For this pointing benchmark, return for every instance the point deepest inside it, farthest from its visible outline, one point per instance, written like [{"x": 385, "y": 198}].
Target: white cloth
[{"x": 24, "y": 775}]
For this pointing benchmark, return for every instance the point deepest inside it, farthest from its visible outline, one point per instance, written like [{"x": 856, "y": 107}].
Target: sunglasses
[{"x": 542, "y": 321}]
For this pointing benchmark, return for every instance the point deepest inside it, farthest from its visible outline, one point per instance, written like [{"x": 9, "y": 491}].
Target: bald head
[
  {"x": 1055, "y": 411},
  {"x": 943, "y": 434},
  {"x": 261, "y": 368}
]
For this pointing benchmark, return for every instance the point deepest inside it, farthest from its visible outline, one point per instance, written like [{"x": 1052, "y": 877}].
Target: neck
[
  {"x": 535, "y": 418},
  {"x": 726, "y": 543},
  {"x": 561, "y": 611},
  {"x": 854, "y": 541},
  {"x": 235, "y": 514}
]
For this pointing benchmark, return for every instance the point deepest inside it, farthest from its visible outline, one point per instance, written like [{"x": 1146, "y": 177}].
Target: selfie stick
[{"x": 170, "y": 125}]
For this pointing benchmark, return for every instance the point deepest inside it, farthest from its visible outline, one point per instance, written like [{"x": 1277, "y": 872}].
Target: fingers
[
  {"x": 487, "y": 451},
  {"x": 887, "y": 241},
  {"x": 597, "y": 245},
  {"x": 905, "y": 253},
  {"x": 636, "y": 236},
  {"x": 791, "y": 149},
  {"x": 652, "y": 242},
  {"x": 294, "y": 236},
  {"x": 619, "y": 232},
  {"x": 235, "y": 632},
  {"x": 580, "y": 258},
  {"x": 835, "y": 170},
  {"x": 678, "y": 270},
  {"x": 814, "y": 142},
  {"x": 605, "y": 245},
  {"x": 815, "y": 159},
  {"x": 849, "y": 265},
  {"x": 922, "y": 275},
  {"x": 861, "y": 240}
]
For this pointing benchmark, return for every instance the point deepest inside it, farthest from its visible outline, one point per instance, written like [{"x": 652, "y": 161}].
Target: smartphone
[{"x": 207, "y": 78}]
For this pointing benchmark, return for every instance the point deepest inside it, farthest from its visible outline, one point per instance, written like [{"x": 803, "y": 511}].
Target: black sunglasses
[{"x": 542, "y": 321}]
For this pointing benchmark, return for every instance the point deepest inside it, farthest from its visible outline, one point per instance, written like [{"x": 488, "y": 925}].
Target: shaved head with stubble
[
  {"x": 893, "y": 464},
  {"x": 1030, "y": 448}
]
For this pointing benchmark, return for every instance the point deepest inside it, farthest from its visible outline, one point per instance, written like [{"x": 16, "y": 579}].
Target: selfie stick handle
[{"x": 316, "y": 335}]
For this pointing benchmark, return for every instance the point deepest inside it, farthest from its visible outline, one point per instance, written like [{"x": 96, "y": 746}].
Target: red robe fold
================
:: Task to complete ::
Identify each line in the rows above that contains the string "pointing" and copy it in full. Case must match.

:: Correct response ::
For this pointing benchmark, return for every instance the point deepest inside it, farthest from its visible outline, one point per instance, written like [{"x": 385, "y": 198}].
For this pointing benchmark, return for every instance the point deepest inside it, farthest from its visible outline, one point per instance, written like [{"x": 856, "y": 107}].
For this pointing benchmark, return for every instance the point deepest inside it, farthest from its visible outline, one point per instance, written like [{"x": 9, "y": 491}].
For this pointing benchmark, return for every instance the point deepest inside it, farthest from its visible outline, one point per instance, written like [{"x": 1052, "y": 877}].
For this pointing benchmark, return for every instance the point deepest inside it, farthest from its visible outline, one point per instance, written like [{"x": 1146, "y": 177}].
For this pointing benchmark, return for every instance the point deepest inside it, farthest from its visible outline, one point per instance, written like [{"x": 1277, "y": 872}].
For this pointing benchmark, return for every instance the point deepest inside it, farthest from its visible outline, one point per instance, written like [{"x": 652, "y": 161}].
For this pointing benchmark, return for every instance the point deepest inside it, farthest from its visible outline, one point per instance, written like [{"x": 803, "y": 511}].
For this pointing benchmark, return for every instance the point deepest inside it, farthest from its visible outline, one point per instance, written like [{"x": 488, "y": 925}].
For this pointing benchmark, return for every instance the point deepest inside it, farthest from its visible outline, one point per instance, written like [{"x": 16, "y": 579}].
For this pointing benchmark, return for every instance the point deepest inside it, farthest from its visible outline, one point per instance, written like [{"x": 96, "y": 746}].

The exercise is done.